▶ [Set exercise] Write out exactly the lines below that run from the line containing "Could you please point out the high" through the last line of the records.

▶ [Data for the task]
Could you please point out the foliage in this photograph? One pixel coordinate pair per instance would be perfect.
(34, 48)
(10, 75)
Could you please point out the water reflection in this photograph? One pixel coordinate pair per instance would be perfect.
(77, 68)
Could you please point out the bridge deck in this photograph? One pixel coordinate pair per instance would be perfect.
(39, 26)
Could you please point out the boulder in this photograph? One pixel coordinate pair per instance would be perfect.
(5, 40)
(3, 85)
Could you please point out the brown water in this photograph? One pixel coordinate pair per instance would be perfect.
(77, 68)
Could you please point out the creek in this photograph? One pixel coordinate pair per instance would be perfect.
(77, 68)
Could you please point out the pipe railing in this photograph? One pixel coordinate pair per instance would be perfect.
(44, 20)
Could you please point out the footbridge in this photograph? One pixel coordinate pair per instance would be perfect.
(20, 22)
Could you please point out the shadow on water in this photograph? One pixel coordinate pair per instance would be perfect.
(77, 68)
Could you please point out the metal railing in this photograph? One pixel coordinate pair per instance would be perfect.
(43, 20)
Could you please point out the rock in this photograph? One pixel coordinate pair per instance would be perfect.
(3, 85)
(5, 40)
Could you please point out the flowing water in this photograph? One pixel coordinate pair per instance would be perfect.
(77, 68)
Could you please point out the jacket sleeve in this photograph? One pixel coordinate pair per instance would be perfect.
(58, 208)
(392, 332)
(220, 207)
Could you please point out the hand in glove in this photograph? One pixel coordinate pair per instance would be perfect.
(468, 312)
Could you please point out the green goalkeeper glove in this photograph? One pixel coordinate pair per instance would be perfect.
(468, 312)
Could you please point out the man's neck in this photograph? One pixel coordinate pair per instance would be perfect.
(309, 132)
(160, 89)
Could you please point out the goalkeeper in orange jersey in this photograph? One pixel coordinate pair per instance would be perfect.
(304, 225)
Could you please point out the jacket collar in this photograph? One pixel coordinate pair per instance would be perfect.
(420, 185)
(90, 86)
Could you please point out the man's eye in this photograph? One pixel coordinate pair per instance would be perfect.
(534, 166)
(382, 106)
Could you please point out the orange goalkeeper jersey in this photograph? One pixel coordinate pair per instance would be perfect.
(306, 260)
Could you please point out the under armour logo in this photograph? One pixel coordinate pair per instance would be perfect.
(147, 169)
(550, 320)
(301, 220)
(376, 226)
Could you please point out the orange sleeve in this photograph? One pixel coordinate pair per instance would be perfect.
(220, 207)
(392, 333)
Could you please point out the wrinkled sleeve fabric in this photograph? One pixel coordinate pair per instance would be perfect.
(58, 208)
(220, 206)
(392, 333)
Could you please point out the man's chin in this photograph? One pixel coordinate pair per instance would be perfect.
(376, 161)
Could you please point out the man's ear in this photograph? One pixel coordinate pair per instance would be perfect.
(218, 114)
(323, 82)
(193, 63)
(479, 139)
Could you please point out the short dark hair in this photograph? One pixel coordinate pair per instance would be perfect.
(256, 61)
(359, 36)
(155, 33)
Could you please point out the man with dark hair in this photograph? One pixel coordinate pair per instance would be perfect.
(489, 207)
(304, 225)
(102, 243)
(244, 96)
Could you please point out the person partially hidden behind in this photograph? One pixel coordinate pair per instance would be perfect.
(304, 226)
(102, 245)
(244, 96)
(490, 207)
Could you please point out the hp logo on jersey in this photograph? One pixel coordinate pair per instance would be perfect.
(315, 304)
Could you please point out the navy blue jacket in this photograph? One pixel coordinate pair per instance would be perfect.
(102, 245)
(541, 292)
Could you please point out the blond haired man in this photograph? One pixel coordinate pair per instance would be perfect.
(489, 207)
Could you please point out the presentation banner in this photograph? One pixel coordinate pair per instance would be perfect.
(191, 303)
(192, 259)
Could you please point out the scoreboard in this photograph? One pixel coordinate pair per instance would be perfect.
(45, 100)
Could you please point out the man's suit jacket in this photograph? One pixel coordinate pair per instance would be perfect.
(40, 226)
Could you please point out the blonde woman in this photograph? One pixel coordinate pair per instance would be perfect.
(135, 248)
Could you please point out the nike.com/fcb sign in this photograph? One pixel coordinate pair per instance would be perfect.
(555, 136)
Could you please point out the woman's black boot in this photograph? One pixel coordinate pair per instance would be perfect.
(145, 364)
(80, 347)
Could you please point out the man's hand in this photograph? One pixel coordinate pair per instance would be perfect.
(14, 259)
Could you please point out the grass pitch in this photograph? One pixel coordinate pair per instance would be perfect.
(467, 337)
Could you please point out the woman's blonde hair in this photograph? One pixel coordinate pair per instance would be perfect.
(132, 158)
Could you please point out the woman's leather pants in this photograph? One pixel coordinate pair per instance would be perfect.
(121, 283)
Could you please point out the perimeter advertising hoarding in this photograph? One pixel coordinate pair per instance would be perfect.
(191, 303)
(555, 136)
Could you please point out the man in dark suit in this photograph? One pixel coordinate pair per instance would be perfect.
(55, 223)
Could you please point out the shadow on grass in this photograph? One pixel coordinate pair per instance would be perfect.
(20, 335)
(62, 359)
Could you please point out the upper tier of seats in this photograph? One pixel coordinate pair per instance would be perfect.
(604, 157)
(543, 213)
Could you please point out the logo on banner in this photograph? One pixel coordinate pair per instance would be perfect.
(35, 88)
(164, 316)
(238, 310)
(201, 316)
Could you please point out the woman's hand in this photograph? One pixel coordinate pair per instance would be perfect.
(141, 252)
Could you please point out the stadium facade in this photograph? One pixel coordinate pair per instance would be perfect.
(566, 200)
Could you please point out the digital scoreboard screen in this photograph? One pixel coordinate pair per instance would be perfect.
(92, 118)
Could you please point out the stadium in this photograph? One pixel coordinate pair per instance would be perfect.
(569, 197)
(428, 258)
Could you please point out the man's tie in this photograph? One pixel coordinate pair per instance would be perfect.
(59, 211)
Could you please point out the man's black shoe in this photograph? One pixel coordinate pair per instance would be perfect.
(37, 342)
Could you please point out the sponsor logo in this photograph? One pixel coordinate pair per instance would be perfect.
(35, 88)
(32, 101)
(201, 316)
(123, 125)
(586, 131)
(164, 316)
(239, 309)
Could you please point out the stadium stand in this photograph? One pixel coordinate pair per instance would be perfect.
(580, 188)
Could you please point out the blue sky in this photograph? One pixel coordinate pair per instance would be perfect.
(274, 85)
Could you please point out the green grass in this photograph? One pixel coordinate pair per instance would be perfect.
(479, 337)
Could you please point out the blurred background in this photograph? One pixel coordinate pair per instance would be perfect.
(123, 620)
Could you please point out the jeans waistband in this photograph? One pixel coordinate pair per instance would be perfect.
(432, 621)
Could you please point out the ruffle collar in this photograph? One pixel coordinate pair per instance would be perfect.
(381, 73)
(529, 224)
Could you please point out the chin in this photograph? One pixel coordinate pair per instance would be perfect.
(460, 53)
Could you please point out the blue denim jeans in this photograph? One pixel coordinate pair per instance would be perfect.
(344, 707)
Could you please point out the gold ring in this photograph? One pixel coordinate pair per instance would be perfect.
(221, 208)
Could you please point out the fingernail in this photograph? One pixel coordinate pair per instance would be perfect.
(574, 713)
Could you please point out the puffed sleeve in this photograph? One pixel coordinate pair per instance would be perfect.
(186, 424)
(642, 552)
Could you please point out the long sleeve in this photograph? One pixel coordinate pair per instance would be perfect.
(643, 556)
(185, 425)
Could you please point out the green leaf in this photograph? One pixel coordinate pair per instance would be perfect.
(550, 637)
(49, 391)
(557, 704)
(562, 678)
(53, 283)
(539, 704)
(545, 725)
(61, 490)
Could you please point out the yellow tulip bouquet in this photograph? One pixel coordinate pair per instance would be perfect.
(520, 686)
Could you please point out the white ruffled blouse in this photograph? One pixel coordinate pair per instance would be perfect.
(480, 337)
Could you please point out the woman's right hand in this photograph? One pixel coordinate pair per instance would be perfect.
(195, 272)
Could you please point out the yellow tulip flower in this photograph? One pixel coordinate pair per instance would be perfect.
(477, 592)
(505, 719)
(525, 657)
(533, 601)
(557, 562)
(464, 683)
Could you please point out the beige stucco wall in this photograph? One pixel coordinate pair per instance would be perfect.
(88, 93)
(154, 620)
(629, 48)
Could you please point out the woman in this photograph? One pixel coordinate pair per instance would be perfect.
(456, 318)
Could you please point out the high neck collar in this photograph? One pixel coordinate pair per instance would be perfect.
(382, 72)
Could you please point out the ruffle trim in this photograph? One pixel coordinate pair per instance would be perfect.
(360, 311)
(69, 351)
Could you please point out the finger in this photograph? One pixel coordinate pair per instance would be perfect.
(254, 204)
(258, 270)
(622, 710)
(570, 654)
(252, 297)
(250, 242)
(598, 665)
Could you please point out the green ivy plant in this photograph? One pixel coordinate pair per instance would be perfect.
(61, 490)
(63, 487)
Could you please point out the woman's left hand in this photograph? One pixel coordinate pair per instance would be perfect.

▶ [Output for this task]
Could you please point out the high neck collar in this photograph? One pixel coordinate pair per instance would be perfect.
(382, 72)
Could you please point out the ruffle trim in this photograph? One pixel coordinate pair per instance would be perfect.
(360, 311)
(69, 351)
Could you please point out the finger in this photograph? One pixel coordinate pair per instance would be perfect.
(254, 204)
(258, 270)
(622, 710)
(570, 654)
(252, 297)
(250, 242)
(598, 665)
Could you please point out the green ivy plant in this photograph? One pixel coordinate pair per instance would be perfect.
(61, 490)
(63, 487)
Could you please point out the woman's left hand in this photograph? One pixel coordinate pair per instance would be perfect.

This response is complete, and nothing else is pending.